(Entries from a point-labeling set)
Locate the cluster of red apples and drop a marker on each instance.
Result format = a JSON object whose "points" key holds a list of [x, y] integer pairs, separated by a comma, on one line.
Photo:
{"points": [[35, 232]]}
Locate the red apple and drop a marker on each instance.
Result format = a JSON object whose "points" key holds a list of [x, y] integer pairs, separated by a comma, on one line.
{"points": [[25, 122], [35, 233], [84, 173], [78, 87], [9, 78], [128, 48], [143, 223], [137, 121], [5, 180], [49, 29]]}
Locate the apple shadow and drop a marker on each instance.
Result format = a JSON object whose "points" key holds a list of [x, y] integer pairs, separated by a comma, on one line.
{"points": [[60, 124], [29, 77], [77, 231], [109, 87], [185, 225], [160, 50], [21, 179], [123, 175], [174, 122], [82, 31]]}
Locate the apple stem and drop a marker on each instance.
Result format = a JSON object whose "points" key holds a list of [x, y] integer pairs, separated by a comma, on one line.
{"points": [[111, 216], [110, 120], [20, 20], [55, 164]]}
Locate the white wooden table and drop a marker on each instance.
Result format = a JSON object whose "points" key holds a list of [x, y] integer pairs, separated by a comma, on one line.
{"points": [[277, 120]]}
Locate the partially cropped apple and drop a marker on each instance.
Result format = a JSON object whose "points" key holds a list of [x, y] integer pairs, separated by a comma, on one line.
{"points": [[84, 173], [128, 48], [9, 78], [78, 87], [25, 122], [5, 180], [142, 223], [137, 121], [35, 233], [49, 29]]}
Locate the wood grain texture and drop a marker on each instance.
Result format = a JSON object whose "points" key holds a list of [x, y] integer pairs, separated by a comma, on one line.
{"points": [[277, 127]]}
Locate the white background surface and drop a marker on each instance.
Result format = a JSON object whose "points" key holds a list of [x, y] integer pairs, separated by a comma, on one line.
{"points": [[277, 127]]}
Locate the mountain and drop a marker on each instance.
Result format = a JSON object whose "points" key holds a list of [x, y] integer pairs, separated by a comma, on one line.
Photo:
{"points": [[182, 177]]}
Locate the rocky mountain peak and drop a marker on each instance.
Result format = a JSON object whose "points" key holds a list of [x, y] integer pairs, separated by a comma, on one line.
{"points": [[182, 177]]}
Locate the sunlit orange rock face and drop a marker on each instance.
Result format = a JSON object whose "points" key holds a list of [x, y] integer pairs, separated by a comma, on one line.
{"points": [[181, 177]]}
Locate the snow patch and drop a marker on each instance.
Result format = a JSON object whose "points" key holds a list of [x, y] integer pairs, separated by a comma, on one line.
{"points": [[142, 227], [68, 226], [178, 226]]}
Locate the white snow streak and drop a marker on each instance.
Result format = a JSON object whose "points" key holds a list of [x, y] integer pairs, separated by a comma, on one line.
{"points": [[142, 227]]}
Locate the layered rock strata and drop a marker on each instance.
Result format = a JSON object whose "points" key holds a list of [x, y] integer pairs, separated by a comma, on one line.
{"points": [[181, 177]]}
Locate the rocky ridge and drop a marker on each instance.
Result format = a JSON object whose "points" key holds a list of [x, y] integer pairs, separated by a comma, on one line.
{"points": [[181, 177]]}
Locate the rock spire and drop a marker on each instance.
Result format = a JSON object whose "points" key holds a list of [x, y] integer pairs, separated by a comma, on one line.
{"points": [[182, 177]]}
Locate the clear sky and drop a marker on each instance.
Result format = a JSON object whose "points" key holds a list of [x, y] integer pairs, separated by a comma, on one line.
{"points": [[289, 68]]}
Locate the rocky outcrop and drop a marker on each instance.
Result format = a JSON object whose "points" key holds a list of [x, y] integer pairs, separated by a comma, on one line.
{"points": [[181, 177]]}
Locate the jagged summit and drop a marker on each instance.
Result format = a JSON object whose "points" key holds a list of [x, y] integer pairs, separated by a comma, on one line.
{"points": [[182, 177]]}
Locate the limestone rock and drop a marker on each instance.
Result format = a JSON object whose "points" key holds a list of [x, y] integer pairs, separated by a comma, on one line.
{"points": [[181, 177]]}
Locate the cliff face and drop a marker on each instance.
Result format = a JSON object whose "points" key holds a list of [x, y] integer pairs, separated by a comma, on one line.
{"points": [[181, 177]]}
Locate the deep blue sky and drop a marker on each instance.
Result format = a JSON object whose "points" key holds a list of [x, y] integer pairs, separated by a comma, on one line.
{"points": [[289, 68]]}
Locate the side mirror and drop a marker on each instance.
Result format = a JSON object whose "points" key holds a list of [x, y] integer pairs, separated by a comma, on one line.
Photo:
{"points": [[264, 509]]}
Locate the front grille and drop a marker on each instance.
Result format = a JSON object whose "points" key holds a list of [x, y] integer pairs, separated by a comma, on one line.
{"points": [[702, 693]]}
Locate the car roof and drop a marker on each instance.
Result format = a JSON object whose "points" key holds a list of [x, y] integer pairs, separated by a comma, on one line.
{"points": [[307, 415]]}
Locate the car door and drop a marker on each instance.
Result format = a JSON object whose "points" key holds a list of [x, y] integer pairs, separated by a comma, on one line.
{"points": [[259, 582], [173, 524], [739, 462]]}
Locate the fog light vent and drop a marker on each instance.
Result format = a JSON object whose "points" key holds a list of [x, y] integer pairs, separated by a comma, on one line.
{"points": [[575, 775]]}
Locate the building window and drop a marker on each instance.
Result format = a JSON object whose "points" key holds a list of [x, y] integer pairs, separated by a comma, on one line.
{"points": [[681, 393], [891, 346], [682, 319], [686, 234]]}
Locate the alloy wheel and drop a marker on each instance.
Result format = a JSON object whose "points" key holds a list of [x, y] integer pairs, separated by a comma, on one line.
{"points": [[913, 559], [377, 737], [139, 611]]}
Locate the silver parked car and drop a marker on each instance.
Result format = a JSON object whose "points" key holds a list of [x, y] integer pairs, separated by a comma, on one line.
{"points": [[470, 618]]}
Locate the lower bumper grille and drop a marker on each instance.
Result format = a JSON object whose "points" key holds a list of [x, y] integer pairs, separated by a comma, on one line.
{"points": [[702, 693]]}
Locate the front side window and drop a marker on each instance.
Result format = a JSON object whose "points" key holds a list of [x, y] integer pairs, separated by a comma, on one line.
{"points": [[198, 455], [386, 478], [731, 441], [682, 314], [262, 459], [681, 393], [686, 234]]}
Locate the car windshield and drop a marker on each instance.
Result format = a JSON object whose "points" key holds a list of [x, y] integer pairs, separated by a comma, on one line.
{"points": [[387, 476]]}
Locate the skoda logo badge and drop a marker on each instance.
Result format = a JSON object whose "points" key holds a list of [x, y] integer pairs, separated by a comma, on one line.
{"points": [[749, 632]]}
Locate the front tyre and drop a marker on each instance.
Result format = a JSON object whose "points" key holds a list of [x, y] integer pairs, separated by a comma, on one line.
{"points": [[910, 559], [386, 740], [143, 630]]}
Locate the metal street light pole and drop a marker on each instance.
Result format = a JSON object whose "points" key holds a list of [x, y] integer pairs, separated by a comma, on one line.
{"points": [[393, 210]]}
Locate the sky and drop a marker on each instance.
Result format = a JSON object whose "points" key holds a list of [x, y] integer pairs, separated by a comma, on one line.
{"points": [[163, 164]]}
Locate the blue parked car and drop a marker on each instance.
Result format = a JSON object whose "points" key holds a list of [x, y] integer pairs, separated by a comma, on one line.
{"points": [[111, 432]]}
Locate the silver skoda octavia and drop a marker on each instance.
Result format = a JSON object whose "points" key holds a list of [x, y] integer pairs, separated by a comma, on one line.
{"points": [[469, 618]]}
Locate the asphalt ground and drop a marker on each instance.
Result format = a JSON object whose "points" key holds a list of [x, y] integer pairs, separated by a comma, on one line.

» **AIM**
Retype every one of the entries above word for word, leaving each line unchanged.

» **SOLUTION FOR THIS PROBLEM**
Locate the cluster of red apples and drop a marker on each instance.
Result format = a JSON object whose "points" key holds a list of [x, y] integer pairs, separated by a comma, on one line.
Photo:
{"points": [[35, 232]]}
Locate the red apple and drop a marker on each instance.
Result format = a JSON object whose "points" key holds a list of [x, y] integer pairs, separated by a comma, on one line.
{"points": [[25, 122], [35, 233], [84, 173], [78, 87], [9, 78], [128, 48], [143, 223], [137, 121], [5, 180], [49, 29]]}
Locate the apple shadow and drop a marker on each instance.
Result format = a JSON object whose "points" key holds a list of [x, y] integer pairs, separated by a comma, on one line.
{"points": [[60, 124], [29, 77], [77, 231], [109, 87], [185, 225], [160, 50], [21, 179], [123, 175], [174, 122], [82, 31]]}
Locate the apple stem and drop a marker on each instance.
Result format = a JSON object whose "points" key holds a list of [x, y] integer pairs, separated by a comma, on one line.
{"points": [[111, 216], [110, 120], [20, 20], [55, 164]]}
Locate the white wooden table and drop a marker on each instance.
Result format = a JSON object whose "points" key holds a list of [x, y] integer pairs, separated by a comma, on one line.
{"points": [[277, 120]]}
Locate the partially cropped apple and drop a marker on each instance.
Result format = a JSON object whose "points" key holds a list of [x, y] integer pairs, separated by a comma, on one line.
{"points": [[84, 173], [128, 48], [9, 78], [78, 87], [25, 122], [5, 180], [142, 223], [137, 121], [35, 233], [49, 29]]}
Locate the wood grain texture and drop a marker on each instance.
Result format = a JSON object whose "points" key holds a list of [x, y] integer pairs, separated by a comma, on one line.
{"points": [[277, 127]]}
Locate the white background surface and drop a marker on each instance.
Result format = a JSON object whose "points" key holds a list of [x, y] integer pairs, separated by a comma, on one line.
{"points": [[277, 127]]}
Locate the mountain and drop a marker on each instance.
Result format = a JSON object whose "points" key holds a list of [x, y] integer pairs, separated by a comma, on one line.
Photo:
{"points": [[182, 177]]}
Locate the rocky mountain peak and drop a marker on each instance.
Result format = a JSON object whose "points" key holds a list of [x, y] integer pairs, separated by a comma, on one line.
{"points": [[182, 177]]}
Locate the sunlit orange rock face and drop a marker on each instance.
Result format = a JSON object whose "points" key holds a list of [x, y] integer pairs, separated by a comma, on one line.
{"points": [[181, 177]]}
Locate the snow patch and drop a marker on each instance.
Result format = a JSON object whose "points" key holds a list of [x, y] integer pairs, separated by a comma, on one line.
{"points": [[142, 227], [68, 226], [178, 226]]}
Locate the white snow streak and drop a marker on each instance.
Result format = a JSON object whose "points" key holds a list of [x, y] integer pairs, separated by a comma, on one line.
{"points": [[142, 227]]}
Locate the layered rock strata and drop a marker on each instance.
Result format = a JSON object whose "points" key holds a list of [x, y] integer pairs, separated by a comma, on one line.
{"points": [[181, 177]]}
Locate the rocky ridge and drop a marker on each instance.
Result format = a JSON object whose "points" key holds a list of [x, y] integer pairs, separated by a comma, on one line.
{"points": [[181, 177]]}
Locate the rock spire and drop a marker on each instance.
Result format = a JSON object whose "points" key holds a list of [x, y] integer pairs, separated by a comma, on one line.
{"points": [[182, 177]]}
Locate the clear sky and drop a marker on each instance.
Result format = a JSON object whose "points" key holds a list of [x, y] integer pairs, separated by a comma, on one line.
{"points": [[289, 68]]}
Locate the rocky outcrop and drop a marker on each instance.
Result format = a JSON object whose "points" key holds a list of [x, y] integer pairs, separated by a comma, on one line.
{"points": [[181, 177]]}
Locate the jagged summit and drop a marker on each instance.
Result format = a JSON object whose "points" key holds a list of [x, y] integer pairs, separated by a comma, on one line.
{"points": [[182, 177]]}
Locate the limestone rock and drop a marker on each instance.
Result format = a JSON object whose "points" key holds a list of [x, y] integer pairs, separated by a comma, on one line.
{"points": [[181, 177]]}
Locate the cliff face and drop a marker on each instance.
Result format = a JSON object whose "points" key holds a list of [x, y] integer pairs, separated by a comma, on one line.
{"points": [[181, 177]]}
Locate the deep blue sky and drop a marker on each instance.
Result format = a JSON object whose "points" key holds a list of [x, y] integer pairs, separated by a comma, on one line.
{"points": [[289, 68]]}
Locate the side mirror and drop a marker on each instance.
Result format = a JSON object whose "points" key holds a list of [x, y] integer pairs, separated by a comma, on one line.
Photo:
{"points": [[264, 509]]}
Locate the front grille and drop a marker on each instance.
Result format = a JSON object whose "points" key holds a list of [x, y] integer pairs, separated by a comma, on one line.
{"points": [[702, 693]]}
Locate the car roof and drop a marker on each instance.
Result format = a JSON object whose "points" key holds a list of [x, y] integer pairs, separated by a comma, on one line.
{"points": [[307, 415]]}
Locate the car door and drop a marker on each instance.
Result format = a JSON object whose "points" key holds a list of [x, y] integer pairs, separated by a comma, on one line.
{"points": [[259, 582], [173, 524], [739, 462]]}
Locate the fog light vent and drop a marker on each instance.
Result format = a JSON object whose "points" key holds a list of [x, y] integer pairs, separated by a comma, on one line.
{"points": [[575, 775]]}
Locate the building window and drop a marker on each instance.
Result format = a JSON object whose "points" key holds a list of [x, y] integer pairs, separated by a comma, on one line.
{"points": [[681, 393], [891, 346], [682, 319], [686, 234]]}
Locate the alloy wheel and drop a marker on each instance.
Result format = a JSON object whose "points" key holds a list of [x, y] integer pairs, separated by a comma, on one line.
{"points": [[913, 559], [377, 737], [139, 611]]}
Locate the silver parked car and drop a marker on each instance.
Result format = a JSON object whose "points" key holds a list of [x, y] integer pairs, separated by a comma, on one line.
{"points": [[470, 618]]}
Locate the lower bumper grille and drop a marker on each instance.
Result format = a JSON object whose "points" key holds a list of [x, y] integer pairs, separated by a comma, on one line.
{"points": [[702, 693]]}
Locate the front side window and drop a marker on each instance.
Result format = a JSON object whose "points" key holds a list of [x, y] integer pairs, separated by a comma, on one line.
{"points": [[198, 455], [386, 478], [731, 441], [682, 314], [262, 459], [681, 393], [686, 234]]}
Locate the car windshield and drop a marker on each instance.
Result format = a JSON object whose "points" key holds a list of [x, y] integer pairs, separated by a comma, on one line.
{"points": [[387, 476]]}
Locate the skoda logo badge and drop a marker on each instance.
Result format = a JSON object whose "points" key holds a list of [x, y] integer pairs, separated by a comma, on one line.
{"points": [[749, 632]]}
Locate the front tyre and drop a marker on each instance.
Result format = a JSON object whose "points" key holds a list of [x, y] integer pairs, separated by a comma, on one line.
{"points": [[910, 559], [386, 740], [143, 630]]}
Locate the metal street light pole and drop a marker on each instance.
Result format = a JSON object whose "points" key holds a list of [x, y] integer pairs, separated by a comma, on one line.
{"points": [[393, 210]]}
Locate the sky and drop a marker on each instance.
Result format = a JSON object whose "points" key holds a list of [x, y] integer pairs, separated by a comma, on one line.
{"points": [[163, 164]]}
Locate the blue parked car and drop a marker on each instance.
Result format = a JSON object whose "points" key holds a list of [x, y] integer pairs, separated by a comma, on one line.
{"points": [[111, 432]]}
Locate the silver skoda octavia and drop a marker on each instance.
Result format = a JSON object whose "points" key holds a list of [x, y] integer pairs, separated by a comma, on one line.
{"points": [[469, 618]]}
Locate the asphalt ground and drop a marker on each instance.
Result format = a JSON object whose "points" key holds a list of [x, y] integer pairs, separated by a comma, on one line.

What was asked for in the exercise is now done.